- Activities -
A: Can you restate the passage about Joseph and his brothers from the words containing "What Reuben exclaims" through "alive, not dead.", swapping "cloak" for "robe"?
B: Could you extend the passage about Joseph and his brothers, picking up where it stops?

- Passage -
- - -
V. 21 tells us that Reuben “heard” the brothers plan to kill Joseph and “saved” him from them. How did he do so? By declaring, “We mustn’t kill him” (לֹ֥א נַכֶּ֖נּוּ נָֽפֶשׁ lo nakkennu nafesh). His plan is to have them throw Joseph in a pit and leave him to die. Then (it seems) Reuben will return quietly, rescue Joseph, and send him home to Jacob. The plan does indeed proceed as far as the pit – at which point the brothers sit down for lunch.
But there is another brother with other ideas: Judah. He goes further than Reuben, saying not merely that they must not have Joseph’s blood on their own hands, but that there is no need to kill him at all. They can sell Joseph to the caravan that is just then serendipitously passing by on its way down to Egypt. The annoying teenager will be out of their hair, and they will have a little extra silver to boot.
Even more serendipitously, in v. 28 a bunch of Midianites come along, and they are the ones who pull Joseph out of the pit and sell him to the Ishmaelites. Just after the nick of time, and apparently while the other brothers are still eating, Reuben goes back to the pit expecting to find Joseph there – and he's not.
What Reuben exclaims then is a beautiful example of why you must learn to read the Bible in the original Hebrew. In the English of the King James Version, he says, “The child is not; and I, whither shall I go?” Now, listen to what you are missing: הַיֶּ֣לֶד אֵינֶ֔נּוּ וַאֲנִ֖י אָ֥נָה אֲנִי־בָֽא ha-yeled eiNeNNu va-aNi aNa aNi-va. He has failed to save Joseph after all, and you can hear him wailing.
You all know what happens next. Having stripped Joseph of the fancy cloak that aroused their jealousy – bonus points if you identify the only other person in the Bible who wears such a garment – they doctor it up with goat’s blood and send it to Jacob to leave him with the impression that Joseph has been killed. This is exactly the plan they had discussed before, with one exception: Joseph is alive, not dead.
- - -
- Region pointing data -
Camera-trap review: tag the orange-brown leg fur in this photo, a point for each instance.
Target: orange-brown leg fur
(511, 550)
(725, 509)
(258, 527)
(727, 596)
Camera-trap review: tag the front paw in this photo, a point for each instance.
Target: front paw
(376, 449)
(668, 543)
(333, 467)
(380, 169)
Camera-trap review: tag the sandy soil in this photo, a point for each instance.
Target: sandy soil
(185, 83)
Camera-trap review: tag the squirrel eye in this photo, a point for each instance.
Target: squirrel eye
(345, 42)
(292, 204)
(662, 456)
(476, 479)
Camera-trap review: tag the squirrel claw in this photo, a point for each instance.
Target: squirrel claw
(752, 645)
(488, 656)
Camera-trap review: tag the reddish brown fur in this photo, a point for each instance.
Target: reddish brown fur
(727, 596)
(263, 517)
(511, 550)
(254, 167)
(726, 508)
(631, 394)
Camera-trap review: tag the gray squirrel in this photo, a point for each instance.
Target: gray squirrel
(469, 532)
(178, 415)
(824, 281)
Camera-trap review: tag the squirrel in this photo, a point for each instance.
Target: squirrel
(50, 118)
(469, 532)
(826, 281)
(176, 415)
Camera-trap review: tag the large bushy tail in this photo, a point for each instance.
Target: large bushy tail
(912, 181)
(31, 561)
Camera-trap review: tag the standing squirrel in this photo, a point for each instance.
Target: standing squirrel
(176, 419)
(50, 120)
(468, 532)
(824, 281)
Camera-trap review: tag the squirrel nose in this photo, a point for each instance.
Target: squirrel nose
- - -
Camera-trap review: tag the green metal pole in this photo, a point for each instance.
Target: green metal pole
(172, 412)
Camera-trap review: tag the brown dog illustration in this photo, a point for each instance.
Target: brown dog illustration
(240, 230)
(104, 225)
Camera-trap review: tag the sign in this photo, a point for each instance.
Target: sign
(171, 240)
- - -
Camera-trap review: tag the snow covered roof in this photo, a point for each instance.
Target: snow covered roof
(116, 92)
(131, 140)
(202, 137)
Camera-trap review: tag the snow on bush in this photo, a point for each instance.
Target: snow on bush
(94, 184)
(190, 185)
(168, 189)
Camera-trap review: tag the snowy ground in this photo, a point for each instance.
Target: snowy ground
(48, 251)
- - -
- Outputs for the tasks -
A:
What Reuben exclaims then is a beautiful example of why you must learn to read the Bible in the original Hebrew. In the English of the King James Version, he says, “The child is not; and I, whither shall I go?” Now, listen to what you are missing: הַיֶּ֣לֶד אֵינֶ֔נּוּ וַאֲנִ֖י אָ֥נָה אֲנִי־בָֽא ha-yeled eiNeNNu va-aNi aNa aNi-va. He has failed to save Joseph after all, and you can hear him wailing.
You all know what happens next. Having stripped Joseph of the fancy robe that aroused their jealousy – bonus points if you identify the only other person in the Bible who wears such a garment – they doctor it up with goat’s blood and send it to Jacob to leave him with the impression that Joseph has been killed. This is exactly the plan they had discussed before, with one exception: Joseph is alive, not dead.

B:
Both Reuben and Judah spoke up in the story to achieve this very purpose. The narrator told us that Reuben wanted to save Joseph and send him home; he is the obvious “good guy” of the story. Judah is portrayed as “all in” with the plot to get rid of Joseph, and even eager to make a profit out of doing so (see v. 26). He sounds more like a “bad guy.” Yet Reuben is incapable of carrying out his good intentions, and Judah’s apparently bad intentions succeed brilliantly.
The same two brothers will compete again, at the end of Genesis 42 and the beginning of Genesis 43, to be the brother who will manage to bring Joseph’s full brother Benjamin down to Egypt. Again, it is Reuben – Jacob’s firstborn son – who will fail, and Judah – ancestor of the Davidic kings – who will succeed. In fact, until Genesis 46 gives us the genealogy of the family, not one of the other brothers is even named, except poor Simeon, who must cool his heels in an Egyptian prison while Reuben and Judah have their second round of competition.
It is certainly possible to explain duplications of this kind by attributing them to different documents. If I am not mistaken, documentary scholars trace the Reuben stories to E and the Judah stories (perhaps obviously) to J. I am not someone who rejects the existence of these earlier sources out of hand, but I don't think they're the most helpful way to look at the Joseph story. Perhaps later in the series I’ll have an opportunity to discuss my perspective more fully.
For now, what I’ll say is that the competition between Reuben and Judah works beautifully on the storytelling level if we take Genesis, and especially its later chapters, as the story of a family. We also know that Reuben plays no role in the history that will eventually follow, and that Judah plays the major role in that history. We’ll get yet another look at him soon, as what is ostensibly the story of Joseph continues.